**Challenge**: Copy every line of the listing below verbatim, leaving out the pictures.

**Raw records**:
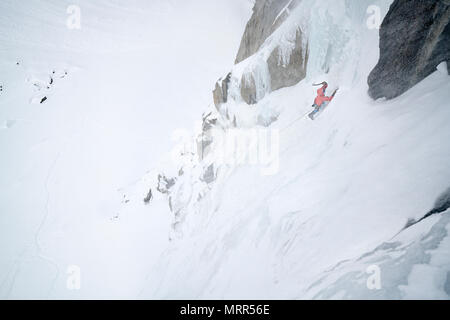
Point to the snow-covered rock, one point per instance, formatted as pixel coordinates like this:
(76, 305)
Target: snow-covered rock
(414, 39)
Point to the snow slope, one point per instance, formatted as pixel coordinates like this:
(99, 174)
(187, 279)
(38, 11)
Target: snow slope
(135, 72)
(348, 183)
(75, 168)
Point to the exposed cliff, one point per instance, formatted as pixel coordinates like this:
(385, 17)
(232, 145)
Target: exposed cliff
(266, 18)
(414, 39)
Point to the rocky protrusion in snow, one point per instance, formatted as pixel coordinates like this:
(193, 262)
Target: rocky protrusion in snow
(220, 93)
(205, 139)
(290, 70)
(164, 183)
(414, 39)
(267, 16)
(248, 89)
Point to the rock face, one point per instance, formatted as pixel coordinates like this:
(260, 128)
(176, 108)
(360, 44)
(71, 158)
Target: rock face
(288, 73)
(414, 39)
(266, 18)
(220, 93)
(248, 89)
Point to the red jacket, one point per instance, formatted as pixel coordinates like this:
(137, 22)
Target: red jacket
(321, 97)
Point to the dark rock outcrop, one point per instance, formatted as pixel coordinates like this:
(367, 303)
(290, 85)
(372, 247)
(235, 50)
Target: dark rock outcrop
(266, 18)
(414, 39)
(286, 74)
(220, 92)
(248, 88)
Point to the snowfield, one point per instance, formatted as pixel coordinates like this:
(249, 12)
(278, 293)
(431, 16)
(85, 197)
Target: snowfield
(345, 216)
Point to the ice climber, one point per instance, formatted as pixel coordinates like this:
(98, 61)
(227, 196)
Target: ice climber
(321, 100)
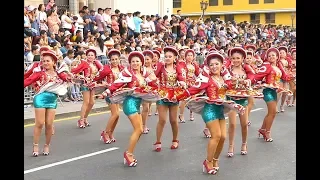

**Response for this exercise**:
Point to the snow-covered rock, one point per instance, formatted as pixel coordinates like this:
(76, 305)
Target: snow-covered rock
(414, 39)
Point to the snow slope, one point per instance, formatted as pixel coordinates like this:
(99, 174)
(187, 279)
(38, 11)
Target: snow slope
(135, 72)
(348, 183)
(75, 168)
Point to the exposed cliff, one point per instance, formatted as pixel coordinates like this:
(385, 17)
(232, 145)
Target: exposed cliff
(266, 18)
(414, 39)
Point to the rocky protrusion in snow, one point per instance, formatted as pixel coordinates like this:
(193, 262)
Target: rocky protrusion in snow
(220, 93)
(205, 139)
(290, 70)
(164, 183)
(414, 39)
(267, 16)
(248, 89)
Point to the rock face, one point per instance, formatted as pixel coordinates like this:
(260, 128)
(176, 108)
(360, 44)
(71, 158)
Target: rock face
(288, 73)
(414, 39)
(266, 18)
(220, 93)
(248, 89)
Point to the red jacket, one point per instance, formatted as pixel coordinates like this:
(137, 22)
Target: red jacket
(321, 97)
Point to the dark rock outcrop, one point per instance, formatted as pixel coordinates like this:
(367, 303)
(290, 85)
(372, 247)
(235, 50)
Target: dark rock outcrop
(266, 18)
(414, 39)
(286, 74)
(220, 92)
(248, 88)
Point to the snowfield, one point per instance, formatted as pixel coordinates like this:
(249, 12)
(278, 293)
(431, 16)
(85, 197)
Target: snowfield
(345, 216)
Point to the ice climber, one point per instance, formatted as pixel coordinates like this:
(98, 61)
(227, 196)
Target: ice climber
(321, 100)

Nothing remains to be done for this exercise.